Ganz möchte kaum jemand auf die Reichweite verzichten
Doch diplomatische Verwerfungen riskieren, noch bevor die Trump-Regierung im Amt ist, möchte keine Seite – auch wenn im Hintergrund Gespräche und ein eingeleitetes Verfahren laufen. Zumal insbesondere Trumps designierter Vize J.D. Vance die europäischen Partnerländer ausdrücklich vor solchen Schritten warnte und in Deutschland eine vorgezogene Bundestagswahl ansteht und viele Parteien und Politiker X nutzen.
Also müssen andere öffentlichkeitswirksame Methoden her. Bereits seit der Übernahme und Umbenennung von Twitter durch Musk versuchen amerikanische NGOs wie die Anti-Defamation League – eine Art US-Pendant zur deutschen Amadeu-Antonio-Stiftung –, dem Unternehmen X wirtschaftlich zu schaden. Rufschädigende Kampagnen zu angeblich auf X verbreiteten Fake News und Hatespeech führten dazu, daß zahlreiche Firmen wie Disney, Apple, IBM oder Coca-Cola in der jüngsten Vergangenheit ihre Werbebudgets zurückzogen.

Angezeigte Datensätze:
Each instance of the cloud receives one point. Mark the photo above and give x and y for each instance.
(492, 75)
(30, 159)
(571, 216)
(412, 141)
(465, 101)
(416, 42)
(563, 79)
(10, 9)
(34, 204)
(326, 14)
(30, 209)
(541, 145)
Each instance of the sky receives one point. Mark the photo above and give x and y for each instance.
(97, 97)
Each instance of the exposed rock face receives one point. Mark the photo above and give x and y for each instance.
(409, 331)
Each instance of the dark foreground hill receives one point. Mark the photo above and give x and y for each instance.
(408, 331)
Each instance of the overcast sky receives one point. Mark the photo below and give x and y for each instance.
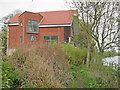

Gestellte Aufgaben:
(a) Können Sie den Auszug über X in zwei Sätzen zusammenfassen?
(b) Wie könnte der Auszug über X nach seinem letzten Satz weitergehen? Schreiben Sie die Fortsetzung.
Die Datensätze werden hier nicht gebraucht.

Ergebnisse:
(a) Trotz laufender Gespräche und eines eingeleiteten Verfahrens will keine Seite vor dem Amtsantritt der Trump-Regierung diplomatische Verwerfungen riskieren, zumal J.D. Vance die europäischen Partnerländer vor solchen Schritten gewarnt hat und in Deutschland eine vorgezogene Bundestagswahl ansteht. Daher braucht es andere öffentlichkeitswirksame Methoden, und schon seit Musks Übernahme versuchen amerikanische NGOs wie die Anti-Defamation League, X wirtschaftlich zu schaden, wobei Kampagnen zu angeblichen Fake News und Hatespeech dazu führten, dass Firmen wie Disney, Apple, IBM und Coca-Cola ihre Werbebudgets zurückzogen.

(b)
Doch solange X als Marktführer bei den Kurzmitteilungsdiensten zahlreiche Nutzer hat, können Konzerne diesen Marketingkanal nicht vollends vernachlässigen. Und so denken manche Konzerne laut US-Medien wieder über Reklame-Schaltungen nach.
Hier greift ein weiterer Ansatz: die Plattform für Werbepartnerschaften unattraktiver machen, indem massenhaft Nutzer sie verlassen. Nachdem bereits in den vergangenen zwei Jahren mehrere halbherzige, schlecht koordinierte Rückzieher-Kampagnen aus der woken Blase gestartet wurden, aber keine zahlentechnisch kritische Eigendynamik auslösen konnten, läuft seit der Wahl Trumps ein erneuter Versuch.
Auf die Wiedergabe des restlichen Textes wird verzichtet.